#### Quoted passage
◆ ◆ ◆ ◆ ◆
Dish today announced it’s becoming the first TV provider to offer customer support over Apple’s Business Chat. Launched earlier this year, Business Chat allows companies to communicate with their customers over iMessage in order to answer questions, provide customer service, or even enable purchases. In Dish’s case, the TV provider says its customers can use Business Chat to reach a live agent with their questions, make account changes, schedule an appointment, and more.

They can even use their credit card in Business Chat to order a pay-per-view movie or sporting event, then watch it within minutes of confirming the purchase, Dish says.

This feature takes advantage of Apple Pay, which lets you quickly make purchases using your stored payment information without having to leave the iMessage conversation.

Business Chat is as secure as placing a call, where customers would have had to provide information to identify themselves as the account holder. As Dish explains, Apple Business Chat doesn’t display the customer’s contact information to the agents, so customers can choose if they want to share that information themselves. They’re also in control of authenticating their account, if they want to make changes or purchases.
◆ ◆ ◆ ◆ ◆
#### Provided material
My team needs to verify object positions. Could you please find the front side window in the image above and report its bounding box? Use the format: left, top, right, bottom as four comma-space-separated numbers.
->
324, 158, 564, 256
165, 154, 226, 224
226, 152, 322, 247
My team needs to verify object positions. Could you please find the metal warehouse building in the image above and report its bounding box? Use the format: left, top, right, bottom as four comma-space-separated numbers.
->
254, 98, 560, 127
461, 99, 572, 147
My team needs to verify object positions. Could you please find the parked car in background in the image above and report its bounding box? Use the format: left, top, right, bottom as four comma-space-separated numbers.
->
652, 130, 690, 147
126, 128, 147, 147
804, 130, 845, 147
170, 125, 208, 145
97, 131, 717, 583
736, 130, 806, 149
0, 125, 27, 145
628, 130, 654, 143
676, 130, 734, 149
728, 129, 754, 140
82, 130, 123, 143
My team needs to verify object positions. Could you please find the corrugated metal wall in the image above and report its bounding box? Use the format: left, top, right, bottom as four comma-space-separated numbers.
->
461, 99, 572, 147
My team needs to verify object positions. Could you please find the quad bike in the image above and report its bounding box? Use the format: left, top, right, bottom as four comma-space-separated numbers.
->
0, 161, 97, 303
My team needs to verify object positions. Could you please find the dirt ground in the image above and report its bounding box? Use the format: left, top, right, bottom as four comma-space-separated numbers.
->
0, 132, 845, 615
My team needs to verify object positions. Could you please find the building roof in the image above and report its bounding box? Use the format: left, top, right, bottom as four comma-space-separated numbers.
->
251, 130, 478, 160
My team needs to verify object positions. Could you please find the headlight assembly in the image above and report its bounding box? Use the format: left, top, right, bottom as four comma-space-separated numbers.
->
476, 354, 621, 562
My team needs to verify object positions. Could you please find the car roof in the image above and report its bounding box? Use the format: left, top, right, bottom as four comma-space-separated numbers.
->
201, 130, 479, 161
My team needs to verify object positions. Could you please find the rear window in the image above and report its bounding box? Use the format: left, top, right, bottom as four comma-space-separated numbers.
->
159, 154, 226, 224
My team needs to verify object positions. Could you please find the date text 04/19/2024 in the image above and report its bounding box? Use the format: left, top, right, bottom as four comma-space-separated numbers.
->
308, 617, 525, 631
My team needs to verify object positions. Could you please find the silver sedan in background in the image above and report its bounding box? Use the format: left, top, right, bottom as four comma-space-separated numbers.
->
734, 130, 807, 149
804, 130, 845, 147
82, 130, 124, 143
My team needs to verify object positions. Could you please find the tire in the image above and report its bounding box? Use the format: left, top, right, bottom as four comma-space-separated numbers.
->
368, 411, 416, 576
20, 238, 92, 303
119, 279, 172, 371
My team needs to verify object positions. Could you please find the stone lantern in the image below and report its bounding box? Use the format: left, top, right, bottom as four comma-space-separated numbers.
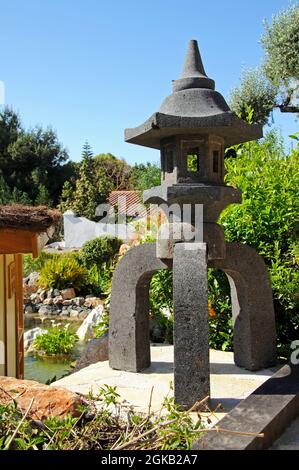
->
109, 40, 276, 406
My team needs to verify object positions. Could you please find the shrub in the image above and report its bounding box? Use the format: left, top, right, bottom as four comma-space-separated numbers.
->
33, 325, 79, 356
80, 236, 122, 269
23, 251, 61, 277
79, 236, 122, 295
220, 131, 299, 357
39, 255, 90, 293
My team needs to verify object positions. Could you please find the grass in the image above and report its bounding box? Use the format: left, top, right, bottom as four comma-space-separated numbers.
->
0, 385, 203, 450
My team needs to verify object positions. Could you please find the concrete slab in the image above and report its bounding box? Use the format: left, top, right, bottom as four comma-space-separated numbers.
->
52, 345, 277, 423
270, 418, 299, 450
193, 364, 299, 450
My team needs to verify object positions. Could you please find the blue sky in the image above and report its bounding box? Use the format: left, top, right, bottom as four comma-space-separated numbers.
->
0, 0, 299, 163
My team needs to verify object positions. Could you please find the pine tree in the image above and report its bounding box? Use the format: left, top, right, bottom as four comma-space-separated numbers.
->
35, 184, 52, 206
71, 142, 98, 219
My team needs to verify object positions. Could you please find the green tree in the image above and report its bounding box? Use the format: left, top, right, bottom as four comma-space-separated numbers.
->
0, 174, 11, 204
261, 4, 299, 113
35, 184, 51, 206
230, 69, 278, 125
131, 162, 161, 191
230, 4, 299, 124
0, 108, 75, 205
70, 142, 99, 219
95, 153, 132, 202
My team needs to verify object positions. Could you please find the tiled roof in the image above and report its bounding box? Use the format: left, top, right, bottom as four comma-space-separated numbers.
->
0, 204, 62, 233
108, 191, 147, 217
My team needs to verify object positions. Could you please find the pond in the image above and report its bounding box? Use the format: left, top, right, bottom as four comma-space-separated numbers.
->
24, 317, 84, 383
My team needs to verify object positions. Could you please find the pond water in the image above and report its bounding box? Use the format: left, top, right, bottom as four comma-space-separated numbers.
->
24, 317, 84, 383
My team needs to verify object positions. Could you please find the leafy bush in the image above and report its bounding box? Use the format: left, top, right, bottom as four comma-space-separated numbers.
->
79, 236, 122, 295
208, 269, 233, 351
33, 325, 79, 356
39, 255, 90, 293
23, 251, 61, 277
80, 236, 122, 269
220, 131, 299, 356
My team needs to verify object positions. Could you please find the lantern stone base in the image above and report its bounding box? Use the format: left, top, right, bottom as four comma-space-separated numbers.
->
109, 243, 276, 406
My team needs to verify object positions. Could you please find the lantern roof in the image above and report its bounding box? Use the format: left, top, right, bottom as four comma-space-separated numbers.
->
125, 40, 263, 149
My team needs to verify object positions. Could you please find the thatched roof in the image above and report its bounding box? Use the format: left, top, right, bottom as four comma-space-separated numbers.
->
0, 204, 62, 233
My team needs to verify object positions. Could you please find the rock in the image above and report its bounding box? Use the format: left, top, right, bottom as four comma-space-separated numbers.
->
61, 287, 76, 300
39, 290, 47, 302
76, 333, 109, 370
84, 297, 102, 308
24, 304, 37, 315
79, 310, 88, 319
72, 297, 85, 307
70, 309, 79, 318
24, 327, 47, 351
38, 305, 53, 315
77, 305, 104, 341
24, 271, 39, 287
53, 295, 63, 305
47, 287, 55, 299
61, 307, 70, 317
0, 377, 84, 420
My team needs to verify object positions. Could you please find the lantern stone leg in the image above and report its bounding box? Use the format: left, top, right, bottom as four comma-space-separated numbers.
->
213, 243, 276, 371
109, 243, 170, 372
173, 243, 210, 407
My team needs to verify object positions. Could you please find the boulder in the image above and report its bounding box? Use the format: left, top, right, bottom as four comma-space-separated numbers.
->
24, 303, 37, 315
61, 287, 76, 300
24, 327, 47, 351
53, 295, 63, 305
77, 305, 104, 341
70, 309, 79, 318
0, 377, 84, 420
24, 271, 39, 287
39, 290, 47, 302
72, 297, 85, 307
76, 333, 109, 370
84, 296, 102, 308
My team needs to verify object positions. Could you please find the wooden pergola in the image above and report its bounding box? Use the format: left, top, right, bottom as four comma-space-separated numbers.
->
0, 205, 61, 378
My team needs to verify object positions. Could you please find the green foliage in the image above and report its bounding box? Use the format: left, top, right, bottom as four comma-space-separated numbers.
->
149, 269, 173, 344
132, 162, 161, 191
98, 384, 120, 406
220, 132, 299, 351
230, 69, 278, 124
23, 251, 61, 277
0, 108, 73, 205
80, 236, 122, 268
33, 325, 79, 356
261, 4, 299, 85
93, 310, 109, 338
79, 236, 122, 295
39, 255, 90, 293
208, 269, 233, 351
230, 4, 299, 118
0, 385, 202, 450
59, 151, 131, 220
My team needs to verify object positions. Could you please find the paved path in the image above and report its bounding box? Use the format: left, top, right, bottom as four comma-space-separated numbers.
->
271, 418, 299, 450
52, 345, 276, 423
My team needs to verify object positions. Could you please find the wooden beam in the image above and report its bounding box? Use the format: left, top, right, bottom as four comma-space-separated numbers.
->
0, 229, 52, 257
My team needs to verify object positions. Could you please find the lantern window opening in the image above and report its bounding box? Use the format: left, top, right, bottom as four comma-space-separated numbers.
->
213, 150, 219, 173
187, 147, 200, 173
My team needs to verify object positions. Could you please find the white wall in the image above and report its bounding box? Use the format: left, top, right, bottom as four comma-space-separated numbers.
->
63, 211, 135, 248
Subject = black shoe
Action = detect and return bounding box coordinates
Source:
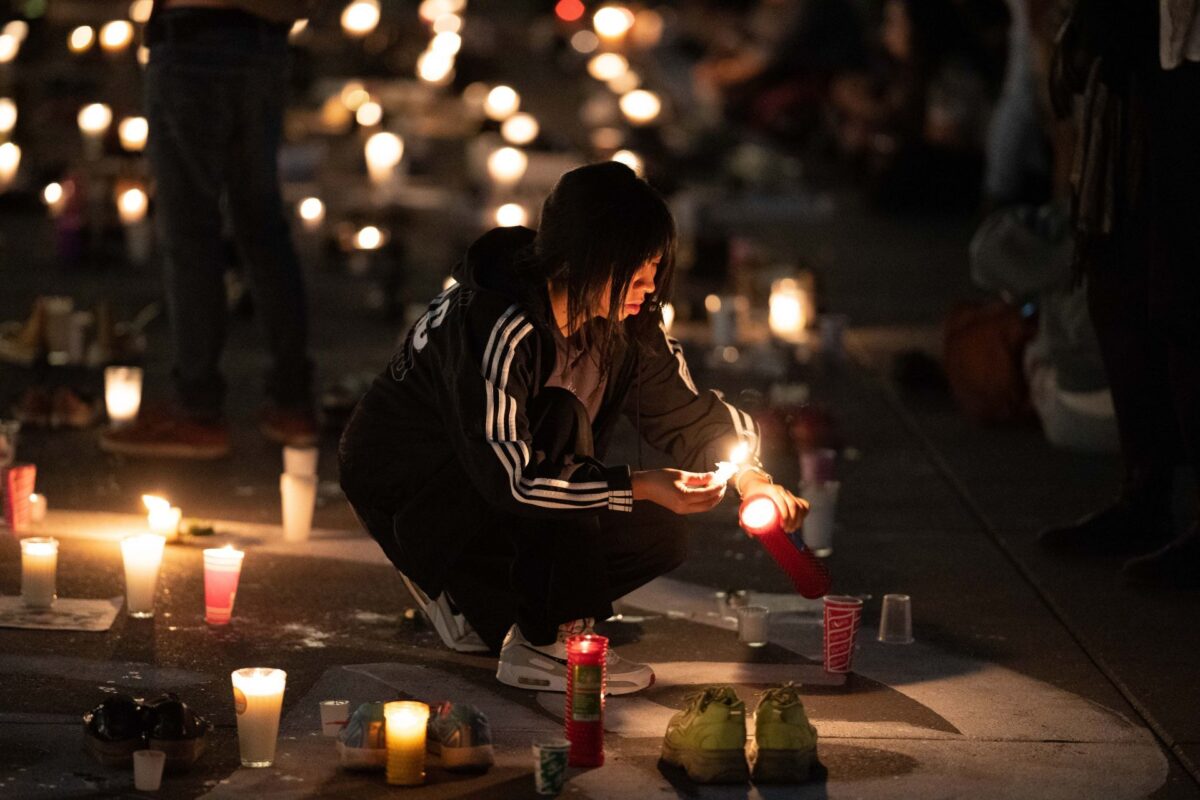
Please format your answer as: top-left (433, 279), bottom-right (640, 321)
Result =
top-left (1121, 525), bottom-right (1200, 589)
top-left (1038, 499), bottom-right (1170, 555)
◆ ◆ ◆ ◆ ◆
#### Tasks to complete
• A. Answer these questions from the text on Dish and Business Chat:
(i) According to Dish, whom can its customers reach through Business Chat with their questions?
(ii) Which Apple feature lets customers make purchases without leaving the iMessage conversation?
(iii) What does Apple Business Chat not display to the agents?
• B. Print the passage of the text on Dish and Business Chat from "They can even" up to and including "changes or purchases.".

#### Results for the exercise
• A.
(i) A live agent.
(ii) Apple Pay.
(iii) The customer's contact information.

• B.
They can even use their credit card in Business Chat to order a pay-per-view movie or sporting event, then watch it within minutes of confirming the purchase, Dish says.

This feature takes advantage of Apple Pay, which lets you quickly make purchases using your stored payment information without having to leave the iMessage conversation.

Business Chat is as secure as placing a call, where customers would have had to provide information to identify themselves as the account holder. As Dish explains, Apple Business Chat doesn’t display the customer’s contact information to the agents, so customers can choose if they want to share that information themselves. They’re also in control of authenticating their account, if they want to make changes or purchases.